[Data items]

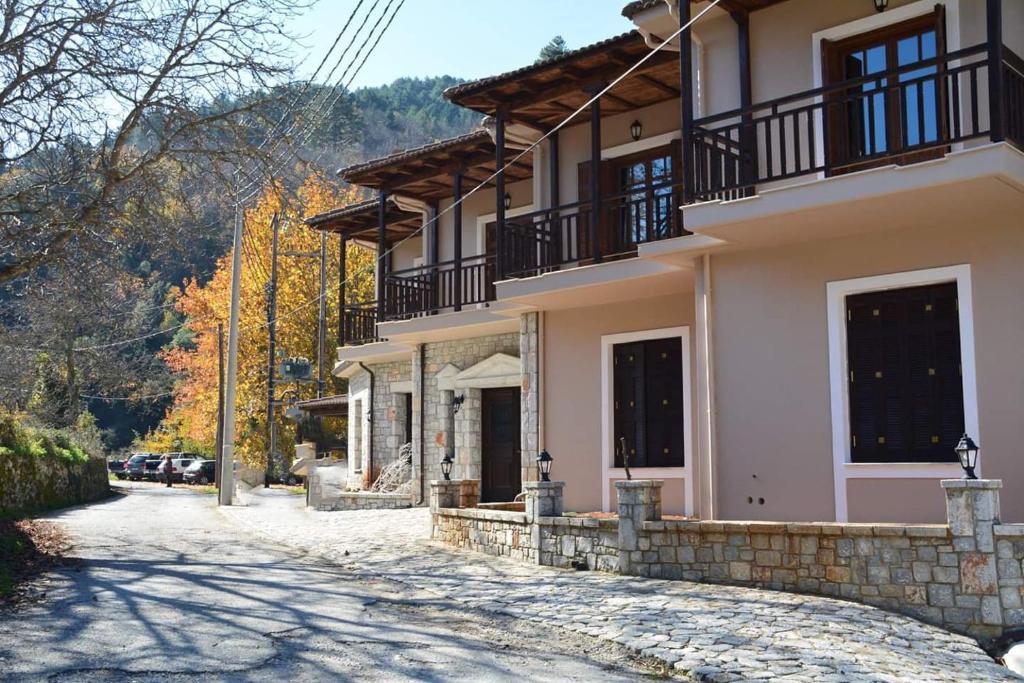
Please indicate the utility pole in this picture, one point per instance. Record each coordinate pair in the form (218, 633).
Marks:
(322, 330)
(227, 446)
(220, 404)
(271, 318)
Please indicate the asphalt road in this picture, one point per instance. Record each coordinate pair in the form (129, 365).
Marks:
(165, 590)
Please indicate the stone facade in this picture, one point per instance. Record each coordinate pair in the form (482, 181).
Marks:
(464, 432)
(967, 575)
(387, 421)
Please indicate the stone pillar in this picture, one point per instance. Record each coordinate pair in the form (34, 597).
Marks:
(639, 501)
(469, 493)
(544, 499)
(529, 411)
(444, 495)
(973, 511)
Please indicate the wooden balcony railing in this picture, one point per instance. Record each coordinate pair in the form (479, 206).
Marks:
(902, 116)
(547, 240)
(358, 324)
(430, 289)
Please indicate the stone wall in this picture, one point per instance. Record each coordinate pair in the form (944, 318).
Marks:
(364, 501)
(388, 417)
(967, 575)
(461, 353)
(30, 483)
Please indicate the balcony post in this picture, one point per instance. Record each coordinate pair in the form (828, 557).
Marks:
(995, 101)
(747, 140)
(342, 276)
(500, 196)
(382, 260)
(595, 176)
(457, 237)
(686, 101)
(555, 222)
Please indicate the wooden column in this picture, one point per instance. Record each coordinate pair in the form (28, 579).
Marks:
(595, 177)
(342, 276)
(555, 223)
(686, 101)
(457, 237)
(995, 100)
(382, 259)
(748, 140)
(500, 197)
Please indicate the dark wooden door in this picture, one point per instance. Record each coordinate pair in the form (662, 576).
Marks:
(882, 122)
(501, 476)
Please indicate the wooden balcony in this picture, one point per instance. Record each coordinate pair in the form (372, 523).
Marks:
(567, 236)
(905, 116)
(431, 289)
(358, 324)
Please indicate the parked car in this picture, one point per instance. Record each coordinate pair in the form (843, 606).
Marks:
(134, 468)
(117, 468)
(152, 471)
(201, 472)
(179, 463)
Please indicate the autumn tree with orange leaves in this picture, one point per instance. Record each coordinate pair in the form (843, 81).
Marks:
(194, 414)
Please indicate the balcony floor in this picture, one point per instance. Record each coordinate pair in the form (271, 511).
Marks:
(960, 187)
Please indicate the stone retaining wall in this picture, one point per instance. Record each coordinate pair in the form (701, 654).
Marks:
(30, 483)
(364, 501)
(967, 575)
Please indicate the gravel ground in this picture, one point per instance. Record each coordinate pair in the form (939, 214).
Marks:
(712, 633)
(165, 590)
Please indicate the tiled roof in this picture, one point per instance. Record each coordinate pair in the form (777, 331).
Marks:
(476, 136)
(344, 212)
(464, 88)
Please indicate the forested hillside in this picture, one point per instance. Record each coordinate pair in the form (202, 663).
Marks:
(142, 282)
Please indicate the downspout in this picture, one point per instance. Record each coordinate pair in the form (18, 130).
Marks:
(370, 419)
(423, 376)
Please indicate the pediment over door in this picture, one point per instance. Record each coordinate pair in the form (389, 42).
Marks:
(501, 370)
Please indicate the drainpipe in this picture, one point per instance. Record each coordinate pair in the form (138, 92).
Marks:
(423, 373)
(370, 418)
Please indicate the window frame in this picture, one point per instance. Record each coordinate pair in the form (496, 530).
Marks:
(673, 476)
(837, 292)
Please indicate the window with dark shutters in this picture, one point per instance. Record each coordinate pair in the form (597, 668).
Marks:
(648, 403)
(905, 387)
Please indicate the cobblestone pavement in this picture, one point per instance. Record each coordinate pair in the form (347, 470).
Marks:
(711, 633)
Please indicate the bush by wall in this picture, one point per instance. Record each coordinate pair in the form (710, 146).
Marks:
(43, 469)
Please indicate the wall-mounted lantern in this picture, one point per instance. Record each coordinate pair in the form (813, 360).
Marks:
(967, 451)
(636, 130)
(544, 464)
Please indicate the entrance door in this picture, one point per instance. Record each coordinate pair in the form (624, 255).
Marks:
(501, 476)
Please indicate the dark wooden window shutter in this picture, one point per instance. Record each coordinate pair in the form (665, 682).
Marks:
(649, 419)
(905, 386)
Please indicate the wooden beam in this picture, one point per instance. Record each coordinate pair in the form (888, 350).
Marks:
(560, 89)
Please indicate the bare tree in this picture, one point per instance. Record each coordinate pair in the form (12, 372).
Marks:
(110, 109)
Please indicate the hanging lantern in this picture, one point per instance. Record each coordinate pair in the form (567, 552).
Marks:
(636, 130)
(544, 464)
(967, 451)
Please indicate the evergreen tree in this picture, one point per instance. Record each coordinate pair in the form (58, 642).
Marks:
(556, 47)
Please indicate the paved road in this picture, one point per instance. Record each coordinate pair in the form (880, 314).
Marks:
(166, 590)
(718, 634)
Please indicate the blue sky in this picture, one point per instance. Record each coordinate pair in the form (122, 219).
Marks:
(465, 38)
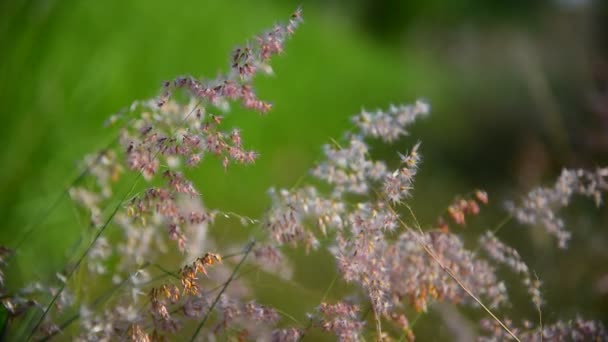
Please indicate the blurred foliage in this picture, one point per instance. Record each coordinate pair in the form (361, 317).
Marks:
(518, 90)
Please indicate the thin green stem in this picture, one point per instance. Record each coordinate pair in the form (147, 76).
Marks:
(79, 261)
(217, 298)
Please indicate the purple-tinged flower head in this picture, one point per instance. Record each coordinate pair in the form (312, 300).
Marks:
(341, 320)
(292, 209)
(541, 205)
(391, 124)
(416, 276)
(286, 335)
(397, 185)
(348, 169)
(573, 330)
(509, 257)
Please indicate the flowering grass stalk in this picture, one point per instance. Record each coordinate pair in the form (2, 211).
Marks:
(354, 206)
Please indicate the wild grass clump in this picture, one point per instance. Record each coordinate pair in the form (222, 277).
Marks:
(351, 205)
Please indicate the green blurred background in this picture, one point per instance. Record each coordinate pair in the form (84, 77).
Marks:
(518, 90)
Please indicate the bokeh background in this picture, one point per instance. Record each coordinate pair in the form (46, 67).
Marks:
(518, 90)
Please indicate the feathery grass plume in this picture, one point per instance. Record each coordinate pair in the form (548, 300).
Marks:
(541, 205)
(354, 207)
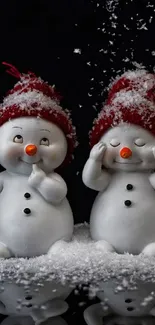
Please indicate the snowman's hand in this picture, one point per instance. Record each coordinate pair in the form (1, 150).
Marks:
(98, 151)
(36, 177)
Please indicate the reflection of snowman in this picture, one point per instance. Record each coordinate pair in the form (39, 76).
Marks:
(36, 137)
(121, 165)
(95, 315)
(28, 321)
(40, 301)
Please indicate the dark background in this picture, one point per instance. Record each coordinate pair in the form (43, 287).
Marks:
(112, 37)
(42, 36)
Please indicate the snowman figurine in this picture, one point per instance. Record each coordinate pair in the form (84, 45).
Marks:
(37, 136)
(121, 167)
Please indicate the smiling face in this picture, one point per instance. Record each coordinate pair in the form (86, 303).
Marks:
(26, 141)
(129, 148)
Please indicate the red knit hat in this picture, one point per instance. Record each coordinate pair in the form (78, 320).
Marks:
(31, 96)
(131, 99)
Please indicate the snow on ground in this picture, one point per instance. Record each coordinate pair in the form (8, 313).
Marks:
(79, 262)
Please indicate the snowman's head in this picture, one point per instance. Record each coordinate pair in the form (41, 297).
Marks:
(30, 140)
(128, 148)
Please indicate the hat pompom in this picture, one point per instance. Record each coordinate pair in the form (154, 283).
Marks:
(32, 97)
(131, 99)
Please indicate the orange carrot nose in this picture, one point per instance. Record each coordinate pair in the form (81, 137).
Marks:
(125, 153)
(31, 149)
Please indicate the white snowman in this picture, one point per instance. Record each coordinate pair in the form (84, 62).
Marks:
(36, 137)
(121, 167)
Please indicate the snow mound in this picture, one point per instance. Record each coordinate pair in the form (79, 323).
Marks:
(79, 262)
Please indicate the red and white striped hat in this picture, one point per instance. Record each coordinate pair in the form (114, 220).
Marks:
(131, 99)
(31, 96)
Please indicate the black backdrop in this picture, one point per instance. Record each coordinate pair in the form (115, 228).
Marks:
(78, 45)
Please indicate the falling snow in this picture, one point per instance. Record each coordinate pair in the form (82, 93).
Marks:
(77, 51)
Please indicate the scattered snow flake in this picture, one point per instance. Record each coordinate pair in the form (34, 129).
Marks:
(77, 51)
(143, 27)
(126, 27)
(138, 65)
(150, 5)
(113, 24)
(150, 20)
(126, 60)
(111, 5)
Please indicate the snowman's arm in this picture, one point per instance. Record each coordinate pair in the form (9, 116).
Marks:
(94, 177)
(152, 180)
(53, 188)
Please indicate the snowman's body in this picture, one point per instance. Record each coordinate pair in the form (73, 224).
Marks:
(123, 214)
(39, 302)
(34, 210)
(30, 234)
(127, 229)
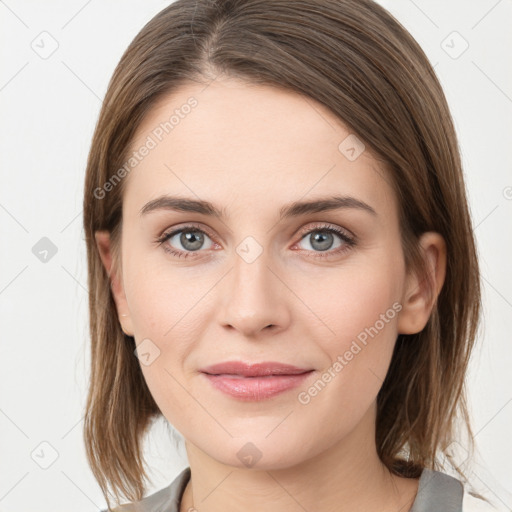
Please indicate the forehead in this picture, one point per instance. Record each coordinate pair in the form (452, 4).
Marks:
(250, 146)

◆ **PROBLEM TO WORK ON**: Only one number is expected: the count of lines in the entries holding the string "lantern".

◆ **ANSWER TO THIS TASK**: 2